* **Data provided**:

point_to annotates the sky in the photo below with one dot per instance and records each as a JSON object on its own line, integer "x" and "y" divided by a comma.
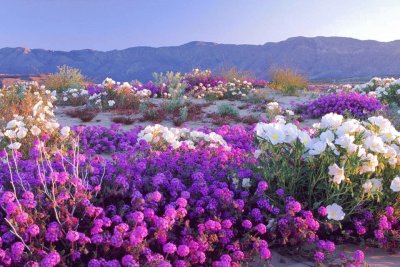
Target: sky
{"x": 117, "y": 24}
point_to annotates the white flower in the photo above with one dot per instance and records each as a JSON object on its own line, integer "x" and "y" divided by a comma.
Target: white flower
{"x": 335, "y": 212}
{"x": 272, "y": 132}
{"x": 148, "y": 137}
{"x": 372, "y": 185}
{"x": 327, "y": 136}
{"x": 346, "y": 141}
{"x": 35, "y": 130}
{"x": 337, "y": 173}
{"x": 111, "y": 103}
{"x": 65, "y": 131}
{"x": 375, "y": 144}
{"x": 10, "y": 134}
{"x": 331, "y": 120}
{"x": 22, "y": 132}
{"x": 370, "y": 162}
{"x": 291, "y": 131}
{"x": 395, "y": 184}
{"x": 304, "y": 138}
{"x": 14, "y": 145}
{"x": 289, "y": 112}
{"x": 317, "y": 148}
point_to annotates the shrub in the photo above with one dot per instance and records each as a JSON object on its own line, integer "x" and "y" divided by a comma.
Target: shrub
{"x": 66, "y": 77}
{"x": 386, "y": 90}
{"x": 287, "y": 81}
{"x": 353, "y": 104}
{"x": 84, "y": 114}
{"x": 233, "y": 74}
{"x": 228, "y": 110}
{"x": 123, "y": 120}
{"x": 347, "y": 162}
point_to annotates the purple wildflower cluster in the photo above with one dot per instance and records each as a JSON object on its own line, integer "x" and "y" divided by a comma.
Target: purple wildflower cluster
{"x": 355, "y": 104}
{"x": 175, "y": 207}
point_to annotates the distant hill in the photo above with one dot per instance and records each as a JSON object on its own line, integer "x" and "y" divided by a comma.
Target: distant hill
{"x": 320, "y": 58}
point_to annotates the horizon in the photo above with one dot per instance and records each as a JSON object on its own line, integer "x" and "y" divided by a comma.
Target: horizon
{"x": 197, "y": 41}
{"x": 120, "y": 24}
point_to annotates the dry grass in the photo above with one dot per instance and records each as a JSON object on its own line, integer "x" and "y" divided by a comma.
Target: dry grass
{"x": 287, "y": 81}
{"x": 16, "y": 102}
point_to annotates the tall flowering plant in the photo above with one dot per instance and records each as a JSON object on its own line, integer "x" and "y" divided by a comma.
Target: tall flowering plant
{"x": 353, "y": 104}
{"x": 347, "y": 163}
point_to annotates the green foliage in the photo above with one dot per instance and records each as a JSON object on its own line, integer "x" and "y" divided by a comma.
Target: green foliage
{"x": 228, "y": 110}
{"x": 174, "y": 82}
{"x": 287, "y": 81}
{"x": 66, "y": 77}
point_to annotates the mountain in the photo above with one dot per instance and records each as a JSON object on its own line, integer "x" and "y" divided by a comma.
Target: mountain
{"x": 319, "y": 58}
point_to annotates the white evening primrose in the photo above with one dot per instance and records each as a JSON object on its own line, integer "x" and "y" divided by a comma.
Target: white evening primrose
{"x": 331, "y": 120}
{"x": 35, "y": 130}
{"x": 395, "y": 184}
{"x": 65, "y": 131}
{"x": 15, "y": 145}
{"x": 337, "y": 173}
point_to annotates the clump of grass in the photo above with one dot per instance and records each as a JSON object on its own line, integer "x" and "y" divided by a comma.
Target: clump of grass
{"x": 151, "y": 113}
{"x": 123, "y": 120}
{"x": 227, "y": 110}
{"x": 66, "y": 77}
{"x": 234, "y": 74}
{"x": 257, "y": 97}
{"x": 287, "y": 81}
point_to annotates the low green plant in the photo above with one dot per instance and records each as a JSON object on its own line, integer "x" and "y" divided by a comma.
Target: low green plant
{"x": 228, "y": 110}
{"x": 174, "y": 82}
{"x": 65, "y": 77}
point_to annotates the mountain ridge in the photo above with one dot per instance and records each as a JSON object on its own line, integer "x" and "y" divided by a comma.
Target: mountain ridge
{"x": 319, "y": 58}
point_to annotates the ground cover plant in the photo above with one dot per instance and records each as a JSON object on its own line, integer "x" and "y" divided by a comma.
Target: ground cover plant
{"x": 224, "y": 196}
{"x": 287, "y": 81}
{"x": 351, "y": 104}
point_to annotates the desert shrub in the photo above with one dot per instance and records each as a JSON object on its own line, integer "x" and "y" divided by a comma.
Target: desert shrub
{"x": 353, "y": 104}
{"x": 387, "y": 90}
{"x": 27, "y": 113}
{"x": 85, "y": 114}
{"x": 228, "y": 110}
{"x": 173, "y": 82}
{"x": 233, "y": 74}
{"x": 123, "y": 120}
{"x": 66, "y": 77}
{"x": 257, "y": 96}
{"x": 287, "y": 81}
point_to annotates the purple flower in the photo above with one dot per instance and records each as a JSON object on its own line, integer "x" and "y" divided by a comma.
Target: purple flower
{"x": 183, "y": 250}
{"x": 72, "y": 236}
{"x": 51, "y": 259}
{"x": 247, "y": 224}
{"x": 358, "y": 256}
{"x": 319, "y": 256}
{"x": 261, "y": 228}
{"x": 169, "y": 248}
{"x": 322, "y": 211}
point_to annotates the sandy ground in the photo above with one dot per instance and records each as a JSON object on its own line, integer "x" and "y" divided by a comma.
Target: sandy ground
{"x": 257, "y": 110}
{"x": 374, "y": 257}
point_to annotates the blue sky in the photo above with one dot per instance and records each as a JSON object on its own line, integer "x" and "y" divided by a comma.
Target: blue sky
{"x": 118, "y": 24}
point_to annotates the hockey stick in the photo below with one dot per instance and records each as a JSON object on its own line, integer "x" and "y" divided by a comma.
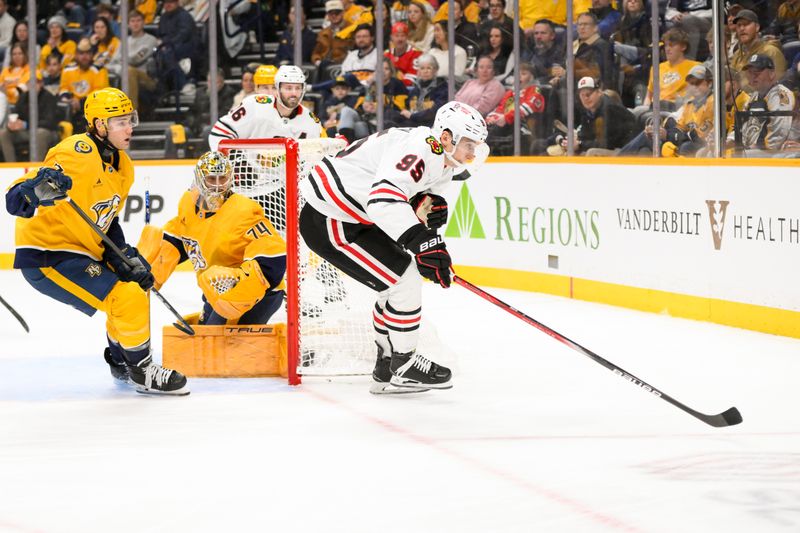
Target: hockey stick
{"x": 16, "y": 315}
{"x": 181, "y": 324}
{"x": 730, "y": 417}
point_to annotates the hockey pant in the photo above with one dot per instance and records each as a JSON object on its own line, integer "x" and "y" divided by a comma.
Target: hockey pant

* **Exercise requirements**:
From the line containing "point_to annotates the low" down to the line containing "point_to annotates the purple flower" in the material above, reproduce every line exactly, including the two end lines.

* **Exercise result**:
point_to annotates the low green plant in the photo above with one dot per instance and records each as a JSON object on its own line, integer "x" and "y" divided by a comma.
Target: low green plant
{"x": 228, "y": 110}
{"x": 174, "y": 82}
{"x": 65, "y": 77}
point_to annotates the mountain ridge in the photo above with one dot per instance and records each as a JSON object on its own line, integer "x" and "y" divided by a comma.
Target: mountain ridge
{"x": 319, "y": 58}
point_to annotates the ground cover plant in the photo above with one dot per instance and records each as a JSON object on its own line, integer "x" and "y" divided by a comma.
Target: ground cover plant
{"x": 224, "y": 196}
{"x": 287, "y": 81}
{"x": 351, "y": 104}
point_to annotates the desert shrub in the photo above with one dot per instance and records each as a JSON object on its own line, integer "x" and "y" divided by a comma.
Target: desert shrub
{"x": 353, "y": 104}
{"x": 387, "y": 90}
{"x": 27, "y": 113}
{"x": 85, "y": 114}
{"x": 228, "y": 110}
{"x": 173, "y": 82}
{"x": 233, "y": 74}
{"x": 123, "y": 120}
{"x": 66, "y": 77}
{"x": 257, "y": 96}
{"x": 287, "y": 81}
point_to annotates the purple flower in the photo above with one dot per instance and records each as a JSON object on its own line, integer "x" and "y" divided by a comma.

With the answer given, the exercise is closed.